*** Provided records ***

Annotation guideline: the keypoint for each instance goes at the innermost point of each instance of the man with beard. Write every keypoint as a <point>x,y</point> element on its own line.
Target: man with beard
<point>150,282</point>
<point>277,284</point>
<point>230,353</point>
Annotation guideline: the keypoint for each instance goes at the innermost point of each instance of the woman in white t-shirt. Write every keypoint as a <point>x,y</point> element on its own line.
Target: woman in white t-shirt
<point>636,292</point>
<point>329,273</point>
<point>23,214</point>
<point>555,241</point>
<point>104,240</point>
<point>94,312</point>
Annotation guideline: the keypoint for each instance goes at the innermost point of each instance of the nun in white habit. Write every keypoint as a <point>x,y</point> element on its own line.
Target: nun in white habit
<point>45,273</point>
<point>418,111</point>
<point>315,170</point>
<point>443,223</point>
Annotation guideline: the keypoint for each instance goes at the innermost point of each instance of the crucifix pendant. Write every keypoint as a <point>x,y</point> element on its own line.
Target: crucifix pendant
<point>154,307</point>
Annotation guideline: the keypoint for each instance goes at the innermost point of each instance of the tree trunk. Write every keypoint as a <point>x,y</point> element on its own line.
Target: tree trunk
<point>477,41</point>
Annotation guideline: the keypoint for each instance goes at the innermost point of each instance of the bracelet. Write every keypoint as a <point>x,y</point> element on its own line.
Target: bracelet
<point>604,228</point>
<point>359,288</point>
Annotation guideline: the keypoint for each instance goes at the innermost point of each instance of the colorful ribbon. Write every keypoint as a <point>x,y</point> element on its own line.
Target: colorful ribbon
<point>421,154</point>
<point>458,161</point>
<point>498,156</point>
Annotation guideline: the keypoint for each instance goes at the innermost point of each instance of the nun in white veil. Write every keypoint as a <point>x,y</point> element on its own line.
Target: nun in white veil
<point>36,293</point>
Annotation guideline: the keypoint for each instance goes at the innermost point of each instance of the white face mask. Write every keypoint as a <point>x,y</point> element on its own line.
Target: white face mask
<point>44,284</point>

***

#### [Task]
The exact wording of every entry above should be written out again.

#### [Solution to this task]
Annotation guideline: the keypoint for each instance goes at the innermost point of each instance of the man with beard. Write every keypoint as a <point>x,y</point> element on its own line.
Target: man with beard
<point>150,282</point>
<point>277,284</point>
<point>230,353</point>
Annotation guideline: the keypoint for each instance goes at the innermost point of each instance of the woman in white t-shirt. Write every keypoint as a <point>x,y</point> element on its own line.
Target: woman in white t-shirt
<point>636,292</point>
<point>329,273</point>
<point>23,214</point>
<point>555,241</point>
<point>104,240</point>
<point>94,312</point>
Annotation guideline: the keypoint for each instance goes at the innermost point of each instance of the nun in white habit. Write every keypoint as a <point>x,y</point> element on its own line.
Target: nun in white habit
<point>45,273</point>
<point>418,111</point>
<point>315,170</point>
<point>443,223</point>
Annotation guideline: the keypoint for each instance goes at the innermost point of each instance of the crucifix pendant. Write every keypoint as a <point>x,y</point> element on its own line.
Target: crucifix pendant
<point>154,307</point>
Annotation guideline: the keypoint for each instance goes at the innermost point of each instance of the tree trunk. Write every keypoint as a <point>x,y</point> element on its own line.
Target: tree trunk
<point>477,41</point>
Annotation guideline: the keypoint for each instance goes at the innermost point of each instance of the bracelet. Write every keypoint as a <point>x,y</point> element on its own line.
Target: bracelet
<point>604,228</point>
<point>359,288</point>
Annotation guideline: the keypoint for each instance goes at the innermost point of each instance of the colorful ribbon. Write every keypoint as a <point>x,y</point> element on its own line.
Target: colorful ribbon
<point>421,154</point>
<point>458,161</point>
<point>498,156</point>
Annotation guideline: the keypoint for each instance goes at the innermost point of each instance of the nun in white veil. Write every keypoint as a <point>x,y</point> element on its own line.
Target: nun in white veil
<point>36,293</point>
Annotation guideline: the keypoint for each instance goes at the innermost point of each instance of the white face mask. Write every keypoint as a <point>x,y</point> element on its own line.
Target: white face mask
<point>44,284</point>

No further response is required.